### Aim
Find the line containing "the air vent". Reproduce it and every line after it up to the end of the records, exactly as written.

# # # # # # #

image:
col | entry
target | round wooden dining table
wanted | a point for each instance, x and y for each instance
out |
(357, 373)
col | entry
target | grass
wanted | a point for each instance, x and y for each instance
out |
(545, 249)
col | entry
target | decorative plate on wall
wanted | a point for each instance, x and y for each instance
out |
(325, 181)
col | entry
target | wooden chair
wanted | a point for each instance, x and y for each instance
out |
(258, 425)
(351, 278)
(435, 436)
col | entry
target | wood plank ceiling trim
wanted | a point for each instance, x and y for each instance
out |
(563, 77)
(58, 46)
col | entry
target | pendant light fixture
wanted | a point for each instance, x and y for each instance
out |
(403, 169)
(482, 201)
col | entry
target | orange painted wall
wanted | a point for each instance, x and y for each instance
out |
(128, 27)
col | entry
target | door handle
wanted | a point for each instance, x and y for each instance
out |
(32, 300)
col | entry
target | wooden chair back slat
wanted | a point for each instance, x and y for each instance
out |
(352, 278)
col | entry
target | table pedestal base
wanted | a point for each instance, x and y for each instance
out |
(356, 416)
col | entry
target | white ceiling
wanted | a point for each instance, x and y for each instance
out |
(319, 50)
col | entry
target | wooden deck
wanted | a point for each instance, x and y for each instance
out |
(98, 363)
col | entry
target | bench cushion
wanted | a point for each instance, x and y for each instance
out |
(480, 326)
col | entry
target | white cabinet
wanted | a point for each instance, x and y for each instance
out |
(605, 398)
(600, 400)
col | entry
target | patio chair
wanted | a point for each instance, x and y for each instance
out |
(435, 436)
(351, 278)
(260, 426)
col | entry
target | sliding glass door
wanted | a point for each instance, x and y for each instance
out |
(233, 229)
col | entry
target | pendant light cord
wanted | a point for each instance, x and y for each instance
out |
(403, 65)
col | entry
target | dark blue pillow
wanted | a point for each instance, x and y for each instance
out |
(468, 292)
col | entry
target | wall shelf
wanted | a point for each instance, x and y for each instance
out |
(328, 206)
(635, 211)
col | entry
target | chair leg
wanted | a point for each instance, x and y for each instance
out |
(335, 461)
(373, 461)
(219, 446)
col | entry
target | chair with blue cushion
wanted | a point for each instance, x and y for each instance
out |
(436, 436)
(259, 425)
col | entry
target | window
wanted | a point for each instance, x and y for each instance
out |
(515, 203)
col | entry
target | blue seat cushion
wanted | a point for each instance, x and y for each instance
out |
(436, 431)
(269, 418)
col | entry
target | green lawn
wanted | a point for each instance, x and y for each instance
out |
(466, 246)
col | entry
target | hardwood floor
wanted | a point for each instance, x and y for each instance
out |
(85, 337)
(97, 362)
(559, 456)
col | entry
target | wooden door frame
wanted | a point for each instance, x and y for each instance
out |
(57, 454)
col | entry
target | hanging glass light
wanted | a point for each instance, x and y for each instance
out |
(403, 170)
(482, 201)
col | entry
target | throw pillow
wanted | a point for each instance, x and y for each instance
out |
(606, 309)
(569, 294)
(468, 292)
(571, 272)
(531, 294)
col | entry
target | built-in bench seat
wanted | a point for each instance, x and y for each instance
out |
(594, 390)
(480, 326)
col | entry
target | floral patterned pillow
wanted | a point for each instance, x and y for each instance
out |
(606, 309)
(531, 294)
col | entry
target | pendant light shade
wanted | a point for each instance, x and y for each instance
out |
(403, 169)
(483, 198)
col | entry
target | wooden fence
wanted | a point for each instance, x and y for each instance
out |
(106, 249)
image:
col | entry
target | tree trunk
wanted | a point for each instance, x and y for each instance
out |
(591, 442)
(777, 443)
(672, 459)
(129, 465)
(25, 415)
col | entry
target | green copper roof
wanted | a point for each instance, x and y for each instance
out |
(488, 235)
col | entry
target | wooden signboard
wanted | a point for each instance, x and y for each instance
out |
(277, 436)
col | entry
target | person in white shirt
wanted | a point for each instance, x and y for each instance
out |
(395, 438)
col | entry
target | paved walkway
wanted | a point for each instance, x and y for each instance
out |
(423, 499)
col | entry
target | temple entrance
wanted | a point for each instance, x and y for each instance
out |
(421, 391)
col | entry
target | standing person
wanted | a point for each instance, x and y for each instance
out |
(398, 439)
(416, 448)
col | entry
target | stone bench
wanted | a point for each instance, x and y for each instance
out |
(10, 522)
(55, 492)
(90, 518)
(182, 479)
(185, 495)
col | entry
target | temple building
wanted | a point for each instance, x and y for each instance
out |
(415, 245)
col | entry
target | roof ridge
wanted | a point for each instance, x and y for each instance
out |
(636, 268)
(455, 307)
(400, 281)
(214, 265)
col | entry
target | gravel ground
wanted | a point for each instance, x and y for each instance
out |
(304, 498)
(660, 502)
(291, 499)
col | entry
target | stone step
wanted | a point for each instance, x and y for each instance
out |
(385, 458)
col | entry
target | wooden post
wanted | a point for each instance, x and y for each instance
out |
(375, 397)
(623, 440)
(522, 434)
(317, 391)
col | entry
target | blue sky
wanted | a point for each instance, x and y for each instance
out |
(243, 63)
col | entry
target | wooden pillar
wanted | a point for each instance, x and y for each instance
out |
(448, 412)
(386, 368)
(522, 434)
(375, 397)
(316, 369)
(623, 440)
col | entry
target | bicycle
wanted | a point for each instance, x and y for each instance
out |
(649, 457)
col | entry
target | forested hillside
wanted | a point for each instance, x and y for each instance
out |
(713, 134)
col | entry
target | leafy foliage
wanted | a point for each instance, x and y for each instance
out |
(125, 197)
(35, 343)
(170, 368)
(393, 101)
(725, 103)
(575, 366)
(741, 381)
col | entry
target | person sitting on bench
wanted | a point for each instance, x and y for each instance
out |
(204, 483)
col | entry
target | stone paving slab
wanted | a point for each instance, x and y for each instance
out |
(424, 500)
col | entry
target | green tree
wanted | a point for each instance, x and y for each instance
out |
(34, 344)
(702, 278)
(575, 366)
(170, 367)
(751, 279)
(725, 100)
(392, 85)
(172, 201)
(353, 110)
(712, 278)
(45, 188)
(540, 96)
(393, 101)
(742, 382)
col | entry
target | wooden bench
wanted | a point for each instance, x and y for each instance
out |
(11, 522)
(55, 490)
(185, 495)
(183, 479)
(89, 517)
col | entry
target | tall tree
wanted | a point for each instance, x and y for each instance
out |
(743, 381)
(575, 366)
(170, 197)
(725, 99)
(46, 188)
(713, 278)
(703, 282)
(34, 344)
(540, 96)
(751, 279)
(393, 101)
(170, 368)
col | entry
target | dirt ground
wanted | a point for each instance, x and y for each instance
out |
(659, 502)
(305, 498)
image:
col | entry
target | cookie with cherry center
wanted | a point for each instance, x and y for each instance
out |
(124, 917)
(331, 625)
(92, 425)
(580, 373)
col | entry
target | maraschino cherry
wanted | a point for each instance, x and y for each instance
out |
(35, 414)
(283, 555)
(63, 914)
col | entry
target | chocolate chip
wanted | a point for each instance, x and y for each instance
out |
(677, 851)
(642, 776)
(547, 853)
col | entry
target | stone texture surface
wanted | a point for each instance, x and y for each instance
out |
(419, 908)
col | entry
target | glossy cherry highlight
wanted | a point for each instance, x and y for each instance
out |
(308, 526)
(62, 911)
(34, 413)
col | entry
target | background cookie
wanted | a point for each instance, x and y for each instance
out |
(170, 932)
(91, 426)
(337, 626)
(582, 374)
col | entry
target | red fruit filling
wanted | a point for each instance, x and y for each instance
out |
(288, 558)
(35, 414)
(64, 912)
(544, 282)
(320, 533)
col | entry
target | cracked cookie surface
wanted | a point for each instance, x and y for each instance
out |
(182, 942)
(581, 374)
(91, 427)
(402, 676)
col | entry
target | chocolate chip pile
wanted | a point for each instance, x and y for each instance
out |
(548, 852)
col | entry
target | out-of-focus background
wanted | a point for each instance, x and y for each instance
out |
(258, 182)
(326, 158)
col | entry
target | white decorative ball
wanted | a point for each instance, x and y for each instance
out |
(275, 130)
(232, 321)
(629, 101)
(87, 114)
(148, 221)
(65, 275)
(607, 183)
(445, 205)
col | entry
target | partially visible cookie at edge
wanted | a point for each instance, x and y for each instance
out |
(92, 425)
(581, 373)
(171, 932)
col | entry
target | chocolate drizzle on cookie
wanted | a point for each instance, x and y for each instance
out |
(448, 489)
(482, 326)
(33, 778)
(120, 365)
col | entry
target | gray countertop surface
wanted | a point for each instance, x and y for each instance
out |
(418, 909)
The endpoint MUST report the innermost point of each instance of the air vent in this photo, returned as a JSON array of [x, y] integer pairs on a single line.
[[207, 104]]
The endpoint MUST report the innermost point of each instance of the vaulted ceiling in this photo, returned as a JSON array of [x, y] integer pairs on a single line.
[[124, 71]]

# # # # # # #

### Correct output
The endpoint MUST report the innermost point of each instance of the air vent in this photo, returned as a JSON array of [x, y] integer pairs on a single line.
[[207, 104]]
The endpoint MUST report the innermost point of each instance of the vaulted ceiling in this photo, returned as a JSON array of [x, y] integer pairs on a single line.
[[124, 71]]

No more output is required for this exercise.